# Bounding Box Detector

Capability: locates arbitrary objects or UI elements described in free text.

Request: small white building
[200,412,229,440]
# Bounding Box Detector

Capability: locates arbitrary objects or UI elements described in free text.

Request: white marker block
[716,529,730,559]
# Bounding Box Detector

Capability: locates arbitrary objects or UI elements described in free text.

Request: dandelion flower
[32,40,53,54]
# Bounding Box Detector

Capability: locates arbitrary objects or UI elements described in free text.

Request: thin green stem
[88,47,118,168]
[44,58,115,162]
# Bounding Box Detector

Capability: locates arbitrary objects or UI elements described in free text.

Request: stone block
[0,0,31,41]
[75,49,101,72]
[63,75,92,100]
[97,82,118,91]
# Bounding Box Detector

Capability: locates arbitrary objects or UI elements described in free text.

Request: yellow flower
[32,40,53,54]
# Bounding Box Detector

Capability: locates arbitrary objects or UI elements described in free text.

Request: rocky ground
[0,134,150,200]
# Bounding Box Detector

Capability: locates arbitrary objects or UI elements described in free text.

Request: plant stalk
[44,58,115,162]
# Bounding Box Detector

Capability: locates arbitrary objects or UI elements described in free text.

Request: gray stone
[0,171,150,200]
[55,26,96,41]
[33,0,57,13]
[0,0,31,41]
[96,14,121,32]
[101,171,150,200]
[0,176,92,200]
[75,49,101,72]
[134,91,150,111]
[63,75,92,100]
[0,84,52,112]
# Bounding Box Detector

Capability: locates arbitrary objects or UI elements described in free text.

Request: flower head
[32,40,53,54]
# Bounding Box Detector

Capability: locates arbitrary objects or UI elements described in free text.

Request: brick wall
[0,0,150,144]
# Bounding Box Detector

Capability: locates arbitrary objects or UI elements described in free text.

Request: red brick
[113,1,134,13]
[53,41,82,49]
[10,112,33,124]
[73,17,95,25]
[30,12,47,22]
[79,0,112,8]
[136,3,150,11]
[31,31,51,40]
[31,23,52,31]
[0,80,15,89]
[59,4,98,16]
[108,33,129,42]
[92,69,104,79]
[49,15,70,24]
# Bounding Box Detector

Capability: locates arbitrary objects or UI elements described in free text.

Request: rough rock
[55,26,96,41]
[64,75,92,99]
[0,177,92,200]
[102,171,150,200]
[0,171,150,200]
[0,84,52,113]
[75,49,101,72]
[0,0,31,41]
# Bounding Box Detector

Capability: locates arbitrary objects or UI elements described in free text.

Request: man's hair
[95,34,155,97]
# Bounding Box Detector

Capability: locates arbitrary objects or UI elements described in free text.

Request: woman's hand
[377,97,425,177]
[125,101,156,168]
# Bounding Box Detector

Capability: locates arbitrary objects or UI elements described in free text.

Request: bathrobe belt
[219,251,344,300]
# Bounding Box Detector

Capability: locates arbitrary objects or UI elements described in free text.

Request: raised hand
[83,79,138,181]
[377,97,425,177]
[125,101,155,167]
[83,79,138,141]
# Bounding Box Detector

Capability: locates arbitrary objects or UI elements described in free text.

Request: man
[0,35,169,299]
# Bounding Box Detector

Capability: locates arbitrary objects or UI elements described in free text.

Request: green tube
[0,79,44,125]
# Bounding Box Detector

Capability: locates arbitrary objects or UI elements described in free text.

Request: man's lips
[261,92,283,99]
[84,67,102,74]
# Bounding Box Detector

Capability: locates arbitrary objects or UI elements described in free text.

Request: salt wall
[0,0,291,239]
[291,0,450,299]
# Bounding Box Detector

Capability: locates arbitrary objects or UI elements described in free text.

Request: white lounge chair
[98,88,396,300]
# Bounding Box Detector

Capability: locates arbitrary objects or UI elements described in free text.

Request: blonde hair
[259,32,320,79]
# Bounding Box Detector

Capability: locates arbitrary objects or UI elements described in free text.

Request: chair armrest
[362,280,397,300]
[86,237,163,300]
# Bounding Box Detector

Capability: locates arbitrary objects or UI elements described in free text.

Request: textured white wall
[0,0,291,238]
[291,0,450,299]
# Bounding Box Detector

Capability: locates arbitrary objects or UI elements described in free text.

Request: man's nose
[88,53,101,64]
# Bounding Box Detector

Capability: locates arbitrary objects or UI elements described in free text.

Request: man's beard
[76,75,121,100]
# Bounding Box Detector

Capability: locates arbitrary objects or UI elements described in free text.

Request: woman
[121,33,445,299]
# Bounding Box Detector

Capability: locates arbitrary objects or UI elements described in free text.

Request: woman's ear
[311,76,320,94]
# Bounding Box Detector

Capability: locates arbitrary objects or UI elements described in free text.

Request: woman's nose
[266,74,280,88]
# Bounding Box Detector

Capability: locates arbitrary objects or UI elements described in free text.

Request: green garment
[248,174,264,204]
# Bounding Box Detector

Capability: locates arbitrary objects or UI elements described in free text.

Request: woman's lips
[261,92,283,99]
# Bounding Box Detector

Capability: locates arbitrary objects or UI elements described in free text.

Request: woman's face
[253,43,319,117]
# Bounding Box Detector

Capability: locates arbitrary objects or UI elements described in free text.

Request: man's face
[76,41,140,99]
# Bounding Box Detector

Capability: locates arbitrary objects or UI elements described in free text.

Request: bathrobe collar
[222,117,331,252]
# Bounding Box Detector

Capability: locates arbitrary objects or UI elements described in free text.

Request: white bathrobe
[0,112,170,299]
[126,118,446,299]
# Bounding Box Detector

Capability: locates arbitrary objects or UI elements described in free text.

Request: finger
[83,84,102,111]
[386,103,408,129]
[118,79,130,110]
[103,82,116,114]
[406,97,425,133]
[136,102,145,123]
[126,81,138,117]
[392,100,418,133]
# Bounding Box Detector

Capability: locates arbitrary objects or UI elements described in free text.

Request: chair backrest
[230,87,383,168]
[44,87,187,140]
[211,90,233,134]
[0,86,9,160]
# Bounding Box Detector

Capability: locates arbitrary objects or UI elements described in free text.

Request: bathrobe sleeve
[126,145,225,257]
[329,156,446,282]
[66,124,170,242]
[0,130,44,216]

=-=-=-=-=

**Problem to solve:** Identify every line of the records above that contains the word "brick", and copy each such line in full. Treat case as significant.

**Exercise result:**
Request: brick wall
Request: red brick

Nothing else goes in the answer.